US travelers who have longed to sample the delights of Italy again have had their wishes granted, because the Italian government has lifted some entry restrictions. The move enables American travelers to visit the country for leisure purposes for the first time in more than a year.

Once travelers meet certain conditions, including arriving on COVID-tested flights from approved destinations, they will not have to enter quarantine after arriving in Italy. Up to May 16, US travelers could only enter Italy for approved essential reasons, as leisure trips were prohibited to curb the spread of COVID-19.

American Airlines and Delta have announced the launch of quarantine-free flights to Italy. Passengers must provide proof of a negative PCR or antigen test taken no more than 48 hours before departure. However, it's important to note that travelers must meet these requirements regardless of their vaccination status. They must also take a test upon arrival in Italy. In addition, travelers must complete the country's Digital Passenger Locator Form before boarding, as well as completing one self-declaration form when boarding and another upon landing.

Flights are permitted to depart from Atlanta, Boston, Chicago, Dallas, Los Angeles, New York, Newark, New Jersey, Philadelphia and Washington, DC, and arrive at airports in Rome, Milan, Naples or Venice. Travelers must also take a COVID-19 test no more than three days prior to their return flight to the US to satisfy the requirements of the U.S. Centers for Disease Control and Prevention (CDC).

An ancient bridge stands in front of St. Peter's Basilica in Rome.

**BRIEF**
Please carry the article on Italy reopening to US travelers forward from its last sentence.

**EXTRACTED ENTRIES**
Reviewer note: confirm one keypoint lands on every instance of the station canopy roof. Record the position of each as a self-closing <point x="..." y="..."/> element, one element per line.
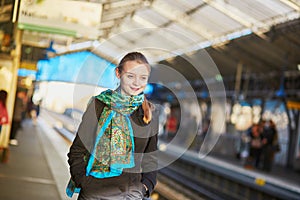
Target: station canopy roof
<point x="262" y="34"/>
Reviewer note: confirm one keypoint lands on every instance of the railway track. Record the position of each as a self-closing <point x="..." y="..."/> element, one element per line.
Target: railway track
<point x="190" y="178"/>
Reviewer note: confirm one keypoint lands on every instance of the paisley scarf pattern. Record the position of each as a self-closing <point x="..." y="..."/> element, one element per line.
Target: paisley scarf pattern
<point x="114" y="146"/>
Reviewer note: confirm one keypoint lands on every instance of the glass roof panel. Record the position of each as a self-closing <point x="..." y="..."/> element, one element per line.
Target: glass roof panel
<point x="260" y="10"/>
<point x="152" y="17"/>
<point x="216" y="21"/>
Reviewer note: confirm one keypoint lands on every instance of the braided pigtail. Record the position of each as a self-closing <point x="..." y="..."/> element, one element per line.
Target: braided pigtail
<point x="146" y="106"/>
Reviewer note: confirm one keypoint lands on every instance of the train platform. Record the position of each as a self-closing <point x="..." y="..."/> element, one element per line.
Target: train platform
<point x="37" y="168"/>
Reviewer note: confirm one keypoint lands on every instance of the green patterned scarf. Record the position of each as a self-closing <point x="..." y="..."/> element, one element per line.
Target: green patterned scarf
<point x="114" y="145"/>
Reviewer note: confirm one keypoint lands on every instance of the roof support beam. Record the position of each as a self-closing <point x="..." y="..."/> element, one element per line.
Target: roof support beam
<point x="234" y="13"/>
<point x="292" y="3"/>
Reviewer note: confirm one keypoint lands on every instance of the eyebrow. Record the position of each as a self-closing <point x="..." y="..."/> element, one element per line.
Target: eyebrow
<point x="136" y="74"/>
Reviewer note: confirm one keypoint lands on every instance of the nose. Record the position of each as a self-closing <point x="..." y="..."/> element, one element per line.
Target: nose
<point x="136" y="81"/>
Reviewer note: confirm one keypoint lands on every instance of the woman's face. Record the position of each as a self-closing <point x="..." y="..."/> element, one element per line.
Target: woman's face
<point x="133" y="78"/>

* * *

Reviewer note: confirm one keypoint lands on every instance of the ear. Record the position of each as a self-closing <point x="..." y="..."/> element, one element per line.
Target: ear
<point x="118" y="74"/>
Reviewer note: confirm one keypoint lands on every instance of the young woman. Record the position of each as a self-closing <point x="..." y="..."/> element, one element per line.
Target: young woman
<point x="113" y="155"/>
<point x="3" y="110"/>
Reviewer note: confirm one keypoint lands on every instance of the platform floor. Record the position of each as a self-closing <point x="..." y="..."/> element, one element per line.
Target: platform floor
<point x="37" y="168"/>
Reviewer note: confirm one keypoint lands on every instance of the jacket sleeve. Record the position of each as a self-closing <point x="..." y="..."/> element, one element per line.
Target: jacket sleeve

**ANSWER TO THE EXERCISE**
COVID-tested flights from the US will land in Rome © Michael Abid / 500px

The Italian Government has also announced that COVID-free routes will be added between Italy and Canada, Japan and the United Arab Emirates. Separately, it has been confirmed that travelers from the European Union, Schengen area, the UK and Israel no longer need to quarantine in Italy if they test negative for COVID-19 in the 48 hours preceding arrival to Italy.

Italy has pushed ahead with reopening to some international travel, ahead of the European Union's (EU) plan to launch its own digital green certificate. The European Commission—the executive branch of the EU—has proposed the easing of restrictions on non-essential travel for travelers coming from countries with a good epidemiological situation, and those who have received the last recommended dose of an EU-authorized vaccine. The green certificate aims to help restore leisure travel in Europe, but likely will not be in place until June. 

While vaccination rates in the US are much higher than in many European countries, children under 12 are still not eligble to receive the vaccine there. As many destinations have made proof of vaccine a necessity for travel, Italy opening to travelers based on test results may help American families set out on a European holiday.